■ **Aim**: Reproduce each of the following records verbatim, preserving every line without alteration.
---------------
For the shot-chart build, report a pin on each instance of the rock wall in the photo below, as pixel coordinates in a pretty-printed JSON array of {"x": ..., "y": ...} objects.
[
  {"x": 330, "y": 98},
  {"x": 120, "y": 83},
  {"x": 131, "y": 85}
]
---------------
■ **Full response**:
For the shot-chart build, report a pin on each instance of the rock wall in the photo below, as pixel coordinates in a pretty-printed JSON array of {"x": ..., "y": ...} objects.
[
  {"x": 330, "y": 98},
  {"x": 120, "y": 83},
  {"x": 131, "y": 85}
]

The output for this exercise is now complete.